_TASK TO CARRY OUT_
Count the rows below that contain the string "wall", treating uppercase and lowercase letters as different, and reply with only that number.

[BEGIN MATERIAL SHOWN]

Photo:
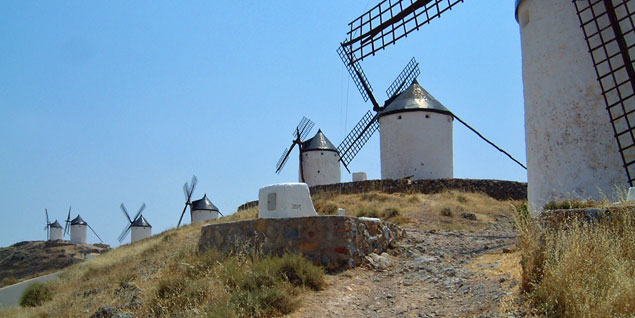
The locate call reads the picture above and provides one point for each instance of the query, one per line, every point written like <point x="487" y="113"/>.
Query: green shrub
<point x="35" y="295"/>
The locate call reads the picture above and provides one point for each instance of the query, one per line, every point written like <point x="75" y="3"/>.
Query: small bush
<point x="326" y="208"/>
<point x="35" y="295"/>
<point x="390" y="213"/>
<point x="570" y="204"/>
<point x="580" y="269"/>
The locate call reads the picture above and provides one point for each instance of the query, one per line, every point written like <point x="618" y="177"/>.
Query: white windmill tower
<point x="320" y="161"/>
<point x="203" y="209"/>
<point x="577" y="64"/>
<point x="416" y="129"/>
<point x="571" y="149"/>
<point x="78" y="230"/>
<point x="54" y="230"/>
<point x="138" y="226"/>
<point x="416" y="136"/>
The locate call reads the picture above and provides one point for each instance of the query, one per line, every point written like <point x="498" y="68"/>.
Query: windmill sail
<point x="609" y="31"/>
<point x="358" y="137"/>
<point x="389" y="21"/>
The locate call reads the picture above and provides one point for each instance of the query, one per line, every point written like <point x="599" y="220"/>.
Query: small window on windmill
<point x="271" y="201"/>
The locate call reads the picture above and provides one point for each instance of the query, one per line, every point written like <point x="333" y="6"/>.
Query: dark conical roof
<point x="318" y="142"/>
<point x="203" y="204"/>
<point x="414" y="98"/>
<point x="141" y="222"/>
<point x="78" y="221"/>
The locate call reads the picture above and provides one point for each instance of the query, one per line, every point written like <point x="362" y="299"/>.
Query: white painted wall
<point x="285" y="200"/>
<point x="56" y="234"/>
<point x="359" y="176"/>
<point x="416" y="143"/>
<point x="571" y="151"/>
<point x="78" y="234"/>
<point x="320" y="167"/>
<point x="139" y="233"/>
<point x="203" y="215"/>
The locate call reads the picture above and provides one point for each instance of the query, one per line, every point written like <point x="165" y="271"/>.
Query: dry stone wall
<point x="334" y="242"/>
<point x="497" y="189"/>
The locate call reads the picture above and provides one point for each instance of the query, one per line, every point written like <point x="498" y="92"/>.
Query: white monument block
<point x="285" y="200"/>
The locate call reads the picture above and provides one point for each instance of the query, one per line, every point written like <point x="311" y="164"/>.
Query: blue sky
<point x="104" y="102"/>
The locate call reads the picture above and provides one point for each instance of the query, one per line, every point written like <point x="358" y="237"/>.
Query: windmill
<point x="556" y="60"/>
<point x="131" y="221"/>
<point x="67" y="223"/>
<point x="78" y="230"/>
<point x="298" y="134"/>
<point x="369" y="123"/>
<point x="53" y="230"/>
<point x="187" y="191"/>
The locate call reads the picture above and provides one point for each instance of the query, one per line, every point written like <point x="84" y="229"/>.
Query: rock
<point x="378" y="262"/>
<point x="469" y="216"/>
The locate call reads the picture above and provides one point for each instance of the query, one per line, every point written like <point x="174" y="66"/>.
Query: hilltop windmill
<point x="53" y="230"/>
<point x="575" y="57"/>
<point x="78" y="230"/>
<point x="188" y="190"/>
<point x="138" y="225"/>
<point x="416" y="133"/>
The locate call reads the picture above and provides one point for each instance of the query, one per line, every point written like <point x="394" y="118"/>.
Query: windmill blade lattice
<point x="609" y="29"/>
<point x="389" y="21"/>
<point x="356" y="72"/>
<point x="188" y="190"/>
<point x="404" y="79"/>
<point x="357" y="138"/>
<point x="299" y="134"/>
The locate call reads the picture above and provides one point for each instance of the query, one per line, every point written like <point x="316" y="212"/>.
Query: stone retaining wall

[END MATERIAL SHOWN]

_COMPLETE ANSWER_
3